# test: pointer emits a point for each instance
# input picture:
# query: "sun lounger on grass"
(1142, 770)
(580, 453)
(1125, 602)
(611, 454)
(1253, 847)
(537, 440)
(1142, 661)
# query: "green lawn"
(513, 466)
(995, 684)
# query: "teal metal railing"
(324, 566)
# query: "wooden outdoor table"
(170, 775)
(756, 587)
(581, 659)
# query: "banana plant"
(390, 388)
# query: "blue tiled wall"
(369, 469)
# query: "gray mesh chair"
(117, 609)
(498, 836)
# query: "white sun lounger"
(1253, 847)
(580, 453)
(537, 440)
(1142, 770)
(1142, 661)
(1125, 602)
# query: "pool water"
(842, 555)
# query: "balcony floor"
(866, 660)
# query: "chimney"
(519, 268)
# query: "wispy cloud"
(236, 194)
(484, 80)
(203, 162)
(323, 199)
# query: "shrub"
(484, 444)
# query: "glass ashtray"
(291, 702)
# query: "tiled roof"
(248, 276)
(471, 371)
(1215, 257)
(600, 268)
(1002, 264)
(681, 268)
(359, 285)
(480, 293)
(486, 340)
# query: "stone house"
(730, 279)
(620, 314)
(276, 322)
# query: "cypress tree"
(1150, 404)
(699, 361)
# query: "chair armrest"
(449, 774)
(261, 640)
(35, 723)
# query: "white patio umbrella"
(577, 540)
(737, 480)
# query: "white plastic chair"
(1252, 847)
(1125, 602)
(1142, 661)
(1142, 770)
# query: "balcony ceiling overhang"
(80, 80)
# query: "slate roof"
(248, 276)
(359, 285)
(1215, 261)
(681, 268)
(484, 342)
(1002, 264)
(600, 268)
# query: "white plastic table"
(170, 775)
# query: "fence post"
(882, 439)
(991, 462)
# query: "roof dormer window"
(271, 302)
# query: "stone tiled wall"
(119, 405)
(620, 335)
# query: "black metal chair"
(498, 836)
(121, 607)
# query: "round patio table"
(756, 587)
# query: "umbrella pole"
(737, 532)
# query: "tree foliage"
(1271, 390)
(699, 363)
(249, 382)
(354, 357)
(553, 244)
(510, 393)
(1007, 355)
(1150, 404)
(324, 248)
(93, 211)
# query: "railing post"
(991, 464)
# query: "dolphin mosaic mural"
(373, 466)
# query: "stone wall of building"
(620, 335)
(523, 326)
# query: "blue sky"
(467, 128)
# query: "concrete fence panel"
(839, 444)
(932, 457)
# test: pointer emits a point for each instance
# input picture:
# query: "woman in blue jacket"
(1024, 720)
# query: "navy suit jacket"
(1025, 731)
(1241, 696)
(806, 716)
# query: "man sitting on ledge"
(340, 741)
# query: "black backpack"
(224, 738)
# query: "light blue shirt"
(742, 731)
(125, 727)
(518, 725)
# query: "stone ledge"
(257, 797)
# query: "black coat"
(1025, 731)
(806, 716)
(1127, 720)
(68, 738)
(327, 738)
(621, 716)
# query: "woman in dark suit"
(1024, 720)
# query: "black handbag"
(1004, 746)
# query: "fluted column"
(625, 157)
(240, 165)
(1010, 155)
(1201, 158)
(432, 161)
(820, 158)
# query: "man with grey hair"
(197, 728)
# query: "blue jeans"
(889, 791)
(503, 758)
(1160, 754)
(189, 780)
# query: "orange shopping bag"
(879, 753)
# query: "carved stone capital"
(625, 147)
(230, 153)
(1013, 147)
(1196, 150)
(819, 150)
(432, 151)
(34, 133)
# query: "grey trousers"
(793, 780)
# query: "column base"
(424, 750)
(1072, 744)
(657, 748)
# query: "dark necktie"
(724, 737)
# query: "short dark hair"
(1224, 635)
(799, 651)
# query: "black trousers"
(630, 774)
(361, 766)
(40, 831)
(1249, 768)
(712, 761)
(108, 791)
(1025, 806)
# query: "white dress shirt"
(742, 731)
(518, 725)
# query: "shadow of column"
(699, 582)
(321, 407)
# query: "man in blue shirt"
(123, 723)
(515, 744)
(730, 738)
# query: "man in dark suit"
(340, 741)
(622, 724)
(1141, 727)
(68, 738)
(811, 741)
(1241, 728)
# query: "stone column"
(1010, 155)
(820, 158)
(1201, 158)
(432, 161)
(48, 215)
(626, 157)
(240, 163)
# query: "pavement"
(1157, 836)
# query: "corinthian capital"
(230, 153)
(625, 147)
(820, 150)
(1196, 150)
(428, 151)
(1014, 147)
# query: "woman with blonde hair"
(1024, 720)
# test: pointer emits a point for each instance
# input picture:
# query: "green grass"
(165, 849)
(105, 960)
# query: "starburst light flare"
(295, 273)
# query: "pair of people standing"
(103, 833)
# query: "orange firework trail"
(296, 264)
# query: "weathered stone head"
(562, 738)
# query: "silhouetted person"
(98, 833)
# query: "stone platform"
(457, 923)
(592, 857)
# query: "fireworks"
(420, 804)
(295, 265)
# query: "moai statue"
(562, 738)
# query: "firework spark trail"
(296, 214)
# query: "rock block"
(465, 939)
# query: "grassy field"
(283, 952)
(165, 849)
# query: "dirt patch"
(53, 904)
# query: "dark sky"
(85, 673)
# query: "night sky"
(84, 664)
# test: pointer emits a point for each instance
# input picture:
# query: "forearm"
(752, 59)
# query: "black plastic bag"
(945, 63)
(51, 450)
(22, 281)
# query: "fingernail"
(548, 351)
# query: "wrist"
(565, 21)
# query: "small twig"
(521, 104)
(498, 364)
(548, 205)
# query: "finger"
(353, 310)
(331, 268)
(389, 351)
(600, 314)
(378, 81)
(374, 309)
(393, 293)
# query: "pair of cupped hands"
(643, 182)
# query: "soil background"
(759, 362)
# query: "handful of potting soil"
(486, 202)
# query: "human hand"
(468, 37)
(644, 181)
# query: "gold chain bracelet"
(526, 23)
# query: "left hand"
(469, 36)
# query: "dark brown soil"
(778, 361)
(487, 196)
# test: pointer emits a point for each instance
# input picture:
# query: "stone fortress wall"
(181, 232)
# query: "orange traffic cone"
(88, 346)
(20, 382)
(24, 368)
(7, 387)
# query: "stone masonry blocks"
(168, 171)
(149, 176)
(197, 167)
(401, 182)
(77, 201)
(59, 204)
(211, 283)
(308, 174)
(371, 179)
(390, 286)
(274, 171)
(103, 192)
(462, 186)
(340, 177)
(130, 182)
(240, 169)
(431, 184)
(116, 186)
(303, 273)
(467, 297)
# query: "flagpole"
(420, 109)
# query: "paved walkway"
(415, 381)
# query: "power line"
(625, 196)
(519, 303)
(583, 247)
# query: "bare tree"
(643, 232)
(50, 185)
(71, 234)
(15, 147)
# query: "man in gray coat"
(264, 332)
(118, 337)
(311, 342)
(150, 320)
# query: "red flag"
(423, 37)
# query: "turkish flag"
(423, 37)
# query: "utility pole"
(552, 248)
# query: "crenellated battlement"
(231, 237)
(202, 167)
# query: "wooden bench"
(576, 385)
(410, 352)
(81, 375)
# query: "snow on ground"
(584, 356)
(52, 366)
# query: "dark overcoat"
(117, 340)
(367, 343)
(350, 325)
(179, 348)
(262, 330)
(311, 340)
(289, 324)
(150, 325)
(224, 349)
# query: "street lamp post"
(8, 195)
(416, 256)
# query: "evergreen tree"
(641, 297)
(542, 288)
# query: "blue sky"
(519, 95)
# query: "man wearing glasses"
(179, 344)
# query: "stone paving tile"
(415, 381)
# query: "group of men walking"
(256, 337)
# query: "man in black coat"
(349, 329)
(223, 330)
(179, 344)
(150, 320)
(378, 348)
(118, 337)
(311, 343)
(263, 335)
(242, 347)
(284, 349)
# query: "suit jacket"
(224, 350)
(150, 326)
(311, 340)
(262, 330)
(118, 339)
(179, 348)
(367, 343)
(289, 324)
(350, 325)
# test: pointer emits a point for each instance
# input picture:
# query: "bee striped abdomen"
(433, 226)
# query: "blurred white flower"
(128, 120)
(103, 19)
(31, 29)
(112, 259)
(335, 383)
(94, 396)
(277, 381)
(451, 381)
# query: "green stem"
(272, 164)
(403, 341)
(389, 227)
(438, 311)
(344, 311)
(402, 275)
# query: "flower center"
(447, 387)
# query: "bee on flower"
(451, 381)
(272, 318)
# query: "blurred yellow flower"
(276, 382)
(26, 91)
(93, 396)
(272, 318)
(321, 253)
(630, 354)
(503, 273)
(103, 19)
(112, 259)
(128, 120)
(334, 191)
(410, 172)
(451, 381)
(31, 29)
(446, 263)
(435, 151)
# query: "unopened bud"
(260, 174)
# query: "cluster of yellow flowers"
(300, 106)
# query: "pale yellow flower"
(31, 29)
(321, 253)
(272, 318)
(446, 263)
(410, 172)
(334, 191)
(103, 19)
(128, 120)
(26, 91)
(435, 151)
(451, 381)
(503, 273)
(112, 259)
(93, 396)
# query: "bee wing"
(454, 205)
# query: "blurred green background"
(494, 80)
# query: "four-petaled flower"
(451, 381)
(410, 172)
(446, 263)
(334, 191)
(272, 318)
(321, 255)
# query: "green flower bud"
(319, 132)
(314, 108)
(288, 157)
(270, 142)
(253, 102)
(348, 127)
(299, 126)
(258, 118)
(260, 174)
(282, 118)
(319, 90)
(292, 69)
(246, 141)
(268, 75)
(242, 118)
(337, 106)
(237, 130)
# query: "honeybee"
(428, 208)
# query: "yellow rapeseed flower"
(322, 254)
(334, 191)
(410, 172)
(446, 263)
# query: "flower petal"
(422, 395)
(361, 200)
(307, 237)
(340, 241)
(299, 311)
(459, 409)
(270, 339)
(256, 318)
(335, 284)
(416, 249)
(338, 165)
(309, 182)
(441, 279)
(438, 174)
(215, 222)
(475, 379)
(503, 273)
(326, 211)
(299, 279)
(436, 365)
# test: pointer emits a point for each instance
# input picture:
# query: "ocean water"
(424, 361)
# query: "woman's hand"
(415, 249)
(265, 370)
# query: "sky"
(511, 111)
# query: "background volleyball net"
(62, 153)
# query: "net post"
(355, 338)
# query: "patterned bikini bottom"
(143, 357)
● ● ● ●
## Problem requirements
Count the lines above that contain the string "plastic" and reply with that number alone.

## Solution for this exercise
3